Linux-Fsdevel Archive on lore.kernel.org
 help / color / Atom feed
From: Johannes Thumshirn <jthumshirn@suse.de>
To: Jan Kara <jack@suse.cz>
Cc: linux-fsdevel@vger.kernel.org, linux-mm@kvack.org,
	linux-nvdimm@lists.01.org, mhocko@suse.cz,
	Dan Williams <dan.j.williams@intel.com>
Subject: Re: Problems with VM_MIXEDMAP removal from /proc/<pid>/smaps
Date: Tue, 2 Oct 2018 16:20:10 +0200
Message-ID: <20181002142010.GB4963@linux-x5ow.site> (raw)
In-Reply-To: <20181002121039.GA3274@linux-x5ow.site>

On Tue, Oct 02, 2018 at 02:10:39PM +0200, Johannes Thumshirn wrote:
> On Tue, Oct 02, 2018 at 12:05:31PM +0200, Jan Kara wrote:
> > Hello,
> > 
> > commit e1fb4a086495 "dax: remove VM_MIXEDMAP for fsdax and device dax" has
> > removed VM_MIXEDMAP flag from DAX VMAs. Now our testing shows that in the
> > mean time certain customer of ours started poking into /proc/<pid>/smaps
> > and looks at VMA flags there and if VM_MIXEDMAP is missing among the VMA
> > flags, the application just fails to start complaining that DAX support is
> > missing in the kernel. The question now is how do we go about this?
> 
> OK naive question from me, how do we want an application to be able to
> check if it is running on a DAX mapping?
> 
> AFAIU DAX is always associated with a file descriptor of some kind (be
> it a real file with filesystem dax or the /dev/dax device file for
> device dax). So could a new fcntl() be of any help here? IS_DAX() only
> checks for the S_DAX flag in inode::i_flags, so this should be doable
> for both fsdax and devdax.
> 
> I haven't tried it yet but it should be fairly easy to come up with
> something like this.

OK now I did on a normal file on BTFS (without DAX obviously) and on a
file on XFS with the -o dax mount option.

Here's the RFC:

commit 3a8f0d23c421e8c91bc9d8bd3a956e1ffe3f754b
Author: Johannes Thumshirn <jthumshirn@suse.de>
Date:   Tue Oct 2 14:51:33 2018 +0200

    fcntl: provide F_GETDAX for applications to query DAX capabilities
    
    Provide a F_GETDAX fcntl(2) command so an application can query
    whether it can make use of DAX or not.
    
    Both file-system DAX as well as device DAX mark the DAX capability in
    struct inode::i_flags using the S_DAX flag, so we can query it using
    the IS_DAX() macro on a struct file's inode.

REQUIRED TASK 1 >> Which distinct email addresses appear in the mailing list message above? List each one once.

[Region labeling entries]
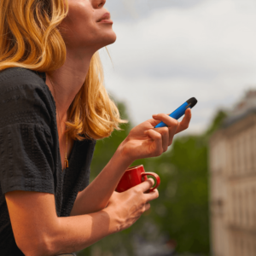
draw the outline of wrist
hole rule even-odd
[[[118,221],[115,211],[112,207],[106,207],[102,212],[107,213],[109,217],[109,235],[119,232],[120,224],[119,221]]]

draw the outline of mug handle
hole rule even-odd
[[[142,177],[144,177],[144,176],[147,176],[147,175],[153,176],[153,177],[155,178],[155,180],[156,180],[156,183],[155,183],[154,187],[154,188],[151,188],[151,189],[148,190],[148,192],[152,192],[152,191],[154,191],[155,189],[158,188],[158,186],[159,186],[160,183],[160,177],[159,177],[156,173],[154,173],[154,172],[143,172],[143,173],[142,173]]]

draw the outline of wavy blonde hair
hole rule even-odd
[[[0,71],[14,67],[38,72],[60,68],[67,49],[57,26],[67,12],[67,0],[1,0]],[[127,122],[120,119],[106,91],[98,52],[67,114],[67,132],[78,140],[109,137]]]

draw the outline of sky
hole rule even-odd
[[[107,0],[117,41],[101,49],[106,88],[133,125],[198,100],[186,133],[256,90],[255,0]]]

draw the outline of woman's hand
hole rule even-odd
[[[191,119],[191,109],[188,108],[181,122],[166,113],[153,115],[148,119],[131,129],[128,137],[120,145],[125,157],[132,160],[159,156],[172,144],[175,134],[186,130]],[[154,127],[163,121],[168,127]]]
[[[144,193],[154,185],[154,180],[148,178],[125,192],[113,192],[106,210],[109,212],[117,227],[121,231],[132,225],[142,214],[150,208],[150,201],[159,196],[157,189]]]

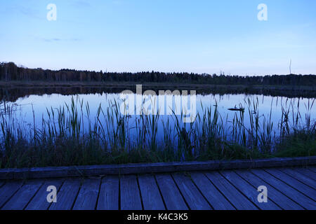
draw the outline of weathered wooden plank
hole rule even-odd
[[[7,182],[0,189],[0,209],[23,186],[23,181]]]
[[[294,169],[293,169],[293,170],[295,170],[296,172],[297,172],[304,176],[306,176],[314,181],[316,181],[316,173],[313,172],[312,171],[311,171],[308,169],[294,168]]]
[[[101,179],[86,178],[80,188],[73,210],[94,210],[97,204]]]
[[[142,201],[136,175],[122,176],[120,178],[121,209],[142,210]]]
[[[239,192],[228,181],[218,172],[207,172],[207,178],[216,186],[237,209],[257,210],[258,208]]]
[[[230,202],[202,173],[190,173],[191,178],[211,206],[216,210],[235,210]]]
[[[57,202],[52,203],[50,210],[70,210],[80,188],[81,180],[67,179],[57,194]]]
[[[301,205],[305,209],[316,209],[315,203],[312,200],[297,191],[295,188],[293,188],[279,179],[272,176],[269,173],[267,173],[262,169],[251,169],[251,172],[260,178],[268,183],[275,188],[277,189],[279,191],[282,192],[288,197]]]
[[[51,204],[47,201],[47,195],[51,192],[47,191],[47,188],[55,186],[56,190],[58,190],[63,180],[61,179],[46,181],[25,208],[25,210],[47,210]]]
[[[39,167],[31,169],[0,169],[0,179],[23,180],[25,178],[69,178],[82,176],[82,175],[85,176],[93,176],[99,175],[140,174],[315,164],[316,164],[316,156],[293,158],[268,158],[252,160],[213,160],[206,162],[193,161],[185,162]]]
[[[307,168],[312,171],[314,173],[316,173],[316,167],[308,167]]]
[[[119,178],[108,176],[102,179],[98,210],[119,210]]]
[[[145,210],[165,210],[166,208],[153,175],[138,176],[138,183]]]
[[[254,188],[265,186],[268,188],[268,198],[275,202],[283,209],[287,210],[303,210],[304,208],[298,204],[291,200],[289,197],[283,195],[281,192],[271,186],[267,182],[263,181],[251,172],[246,170],[237,170],[235,172],[242,176],[244,179],[251,184]]]
[[[6,183],[5,181],[0,181],[0,190],[1,190],[1,187],[2,187],[5,183]]]
[[[157,174],[156,179],[168,210],[188,209],[170,174]]]
[[[173,178],[191,210],[211,210],[212,207],[200,193],[190,177],[173,174]]]
[[[220,174],[259,209],[262,210],[281,210],[281,208],[273,202],[273,201],[268,200],[266,203],[260,203],[258,202],[258,195],[259,194],[258,188],[254,188],[254,186],[234,172],[225,171],[220,172]]]
[[[310,197],[314,201],[316,200],[316,191],[312,188],[308,186],[302,182],[298,181],[296,178],[277,169],[268,169],[265,170],[265,172],[268,172],[269,174],[273,175],[276,178],[280,179],[290,186],[296,189],[301,193],[305,195],[307,197]]]
[[[3,210],[23,210],[41,188],[44,181],[28,181],[20,188],[8,202]]]
[[[303,175],[295,169],[281,168],[279,170],[305,183],[312,189],[316,190],[316,181],[309,178],[308,176]]]

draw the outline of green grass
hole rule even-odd
[[[245,111],[236,112],[230,121],[216,106],[203,108],[190,124],[181,122],[183,115],[173,115],[163,123],[162,139],[157,136],[159,115],[123,115],[118,103],[111,103],[106,111],[100,106],[91,118],[88,104],[72,98],[69,105],[47,108],[48,118],[40,127],[35,121],[29,125],[18,122],[13,107],[3,104],[0,168],[316,155],[316,123],[310,119],[314,101],[305,105],[304,118],[299,103],[294,106],[289,102],[278,124],[271,122],[272,110],[267,117],[259,116],[258,99],[245,101]],[[249,127],[244,125],[244,113],[249,113]],[[137,133],[135,138],[133,133]]]

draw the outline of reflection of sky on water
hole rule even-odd
[[[112,101],[116,100],[118,102],[121,102],[119,99],[119,94],[108,94],[104,93],[100,94],[79,94],[79,97],[81,100],[84,100],[84,108],[85,110],[85,104],[88,102],[90,108],[90,118],[91,120],[94,120],[94,117],[96,114],[97,109],[101,104],[102,108],[105,112],[106,112],[107,108],[111,108],[112,106],[109,103]],[[272,110],[271,120],[273,122],[273,127],[275,130],[277,128],[277,124],[279,122],[282,116],[282,105],[289,108],[290,102],[293,103],[294,111],[297,111],[298,102],[299,101],[299,111],[301,113],[302,119],[305,121],[305,114],[306,113],[306,108],[304,105],[308,104],[308,99],[288,99],[287,97],[273,97],[262,95],[245,95],[245,94],[209,94],[209,95],[197,95],[197,111],[201,113],[202,108],[205,109],[211,106],[213,111],[214,105],[218,104],[218,110],[220,114],[220,116],[224,120],[228,119],[228,122],[231,122],[234,115],[237,113],[238,115],[239,112],[228,111],[230,108],[234,108],[235,106],[239,108],[239,105],[242,107],[245,107],[244,113],[244,121],[245,126],[249,127],[249,114],[248,112],[247,106],[245,105],[245,101],[250,99],[251,102],[256,101],[258,98],[258,111],[259,115],[264,115],[266,118],[268,118]],[[76,99],[76,97],[74,97]],[[310,103],[312,102],[311,99]],[[33,125],[33,113],[32,106],[35,113],[36,125],[37,127],[40,127],[42,122],[42,118],[47,119],[46,108],[50,109],[58,108],[60,106],[65,106],[65,104],[70,104],[72,101],[72,96],[60,95],[58,94],[53,94],[51,95],[44,94],[42,96],[30,95],[23,98],[19,98],[15,104],[18,105],[16,116],[17,119],[22,120],[25,124],[31,123]],[[312,110],[310,111],[312,120],[316,118],[316,110],[314,106]],[[170,115],[161,115],[159,119],[158,125],[158,135],[162,136],[163,131],[163,122],[166,122],[168,119],[172,125],[173,119],[173,116]],[[129,122],[130,128],[135,127],[135,118],[136,115],[131,116],[131,122]],[[263,117],[261,117],[263,119]],[[103,120],[104,122],[104,120]],[[186,125],[190,125],[187,124]],[[230,123],[227,124],[230,126]],[[85,126],[87,127],[87,126]]]

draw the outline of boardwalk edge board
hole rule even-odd
[[[252,160],[160,162],[0,169],[0,180],[311,166],[316,156]]]

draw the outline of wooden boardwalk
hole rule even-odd
[[[261,186],[266,203],[258,202]],[[0,181],[4,210],[315,210],[315,200],[316,167]]]

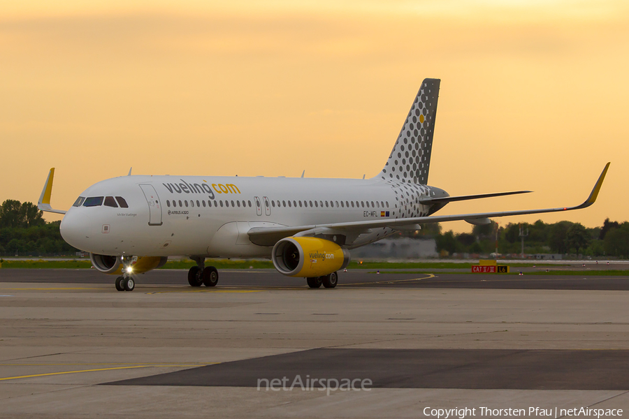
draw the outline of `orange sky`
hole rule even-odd
[[[0,202],[51,167],[60,209],[131,166],[374,176],[431,77],[428,183],[535,191],[440,214],[577,205],[611,161],[593,207],[497,221],[629,218],[626,1],[16,1],[0,68]]]

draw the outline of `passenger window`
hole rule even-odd
[[[118,205],[120,205],[121,208],[129,208],[126,201],[122,196],[117,196],[116,200],[118,201]]]
[[[104,196],[92,196],[85,199],[85,202],[83,203],[84,207],[100,207],[103,205],[103,200],[105,199]]]

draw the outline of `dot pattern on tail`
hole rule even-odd
[[[377,178],[391,183],[428,182],[439,96],[438,79],[425,79],[384,168]]]

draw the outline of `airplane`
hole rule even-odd
[[[358,179],[131,175],[99,182],[67,211],[50,205],[55,168],[38,202],[64,214],[62,236],[89,253],[94,267],[117,275],[116,289],[133,291],[135,275],[187,256],[194,287],[215,286],[209,258],[268,258],[309,287],[334,288],[349,250],[426,223],[580,210],[594,203],[609,163],[588,198],[574,207],[433,215],[451,202],[526,193],[514,191],[450,196],[428,186],[440,80],[425,79],[382,170]]]

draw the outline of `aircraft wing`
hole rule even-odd
[[[407,228],[414,224],[426,224],[428,223],[442,223],[444,221],[454,221],[464,220],[472,224],[484,224],[489,222],[489,218],[498,216],[507,216],[509,215],[526,215],[528,214],[542,214],[545,212],[558,212],[560,211],[572,211],[572,210],[581,210],[586,208],[594,203],[600,187],[602,185],[609,163],[605,165],[605,168],[601,172],[598,180],[594,185],[594,188],[590,193],[588,198],[581,205],[574,207],[564,207],[561,208],[544,208],[542,210],[522,210],[518,211],[503,211],[498,212],[478,212],[472,214],[458,214],[454,215],[437,215],[430,216],[417,216],[413,218],[403,218],[397,219],[372,220],[368,221],[352,221],[349,223],[333,223],[330,224],[319,224],[310,226],[296,226],[285,227],[254,227],[250,229],[247,234],[252,242],[261,246],[273,246],[278,240],[301,233],[300,235],[307,235],[310,230],[313,234],[320,232],[336,231],[341,233],[356,233],[356,230],[367,231],[370,228],[382,228],[389,227],[394,230]]]
[[[530,193],[533,191],[514,191],[512,192],[498,192],[497,193],[481,193],[479,195],[461,195],[459,196],[444,196],[443,198],[424,198],[419,200],[420,204],[429,205],[431,204],[440,204],[442,203],[451,203],[459,200],[468,200],[470,199],[480,199],[482,198],[493,198],[494,196],[505,196],[505,195],[516,195],[518,193]]]
[[[52,194],[52,178],[55,177],[55,168],[50,169],[48,172],[48,177],[46,178],[46,183],[44,184],[43,189],[41,191],[41,195],[39,196],[39,200],[37,201],[37,209],[47,212],[55,212],[57,214],[65,214],[66,211],[63,210],[53,210],[50,206],[50,196]]]

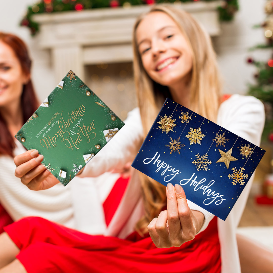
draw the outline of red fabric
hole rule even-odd
[[[120,177],[116,181],[103,204],[105,222],[108,226],[119,204],[129,181],[129,178]]]
[[[13,221],[3,206],[0,204],[0,234],[4,232],[4,227],[11,224]]]
[[[132,242],[93,236],[38,217],[5,228],[21,250],[16,257],[28,273],[220,273],[215,217],[204,231],[179,247],[158,248],[150,237]]]
[[[128,181],[117,181],[105,208],[110,200],[117,207],[122,195],[119,200],[114,193],[118,185],[124,191]],[[109,211],[105,211],[108,222],[113,214]],[[23,218],[4,229],[21,250],[16,257],[28,273],[221,272],[216,217],[193,240],[167,248],[156,247],[149,234],[143,238],[135,232],[125,239],[91,235],[38,217]]]

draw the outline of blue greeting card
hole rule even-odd
[[[225,220],[265,152],[167,98],[132,166]]]

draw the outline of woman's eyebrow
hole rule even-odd
[[[157,32],[160,32],[160,31],[163,30],[163,29],[165,29],[165,28],[175,28],[175,27],[174,26],[163,26],[163,28],[161,28],[160,29],[156,31]],[[146,40],[148,40],[147,38],[146,38],[145,39],[144,39],[142,41],[141,41],[139,43],[138,45],[138,47],[140,45],[140,44],[143,43],[143,42],[145,42],[145,41]]]

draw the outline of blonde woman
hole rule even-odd
[[[265,119],[262,104],[253,97],[237,94],[223,102],[210,39],[190,14],[171,5],[154,6],[137,20],[133,46],[139,108],[130,113],[118,137],[79,176],[127,170],[128,162],[135,156],[167,97],[260,144]],[[22,182],[33,189],[58,183],[50,173],[41,174],[32,152],[14,158],[16,175],[21,174]],[[29,172],[31,176],[26,175]],[[235,230],[253,178],[224,221],[187,200],[180,185],[164,186],[134,169],[129,179],[97,185],[105,219],[101,235],[38,217],[5,228],[0,236],[0,272],[239,273]],[[102,224],[94,220],[94,224]],[[249,272],[271,272],[270,264],[264,266]]]

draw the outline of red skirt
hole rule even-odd
[[[193,240],[169,248],[156,247],[148,233],[143,238],[135,232],[125,239],[90,235],[39,217],[4,229],[20,250],[16,258],[28,273],[221,271],[216,217]]]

REQUIRED TASK 2 >> Which lines of the records contain the word "wooden"? Report each one in full.

CORRECT RESPONSE 1 >>
- jthumshirn@suse.de
- jack@suse.cz
- linux-fsdevel@vger.kernel.org
- linux-mm@kvack.org
- linux-nvdimm@lists.01.org
- mhocko@suse.cz
- dan.j.williams@intel.com

CORRECT RESPONSE 2 >>
draw the outline of weathered wooden plank
draw the outline of wooden boardwalk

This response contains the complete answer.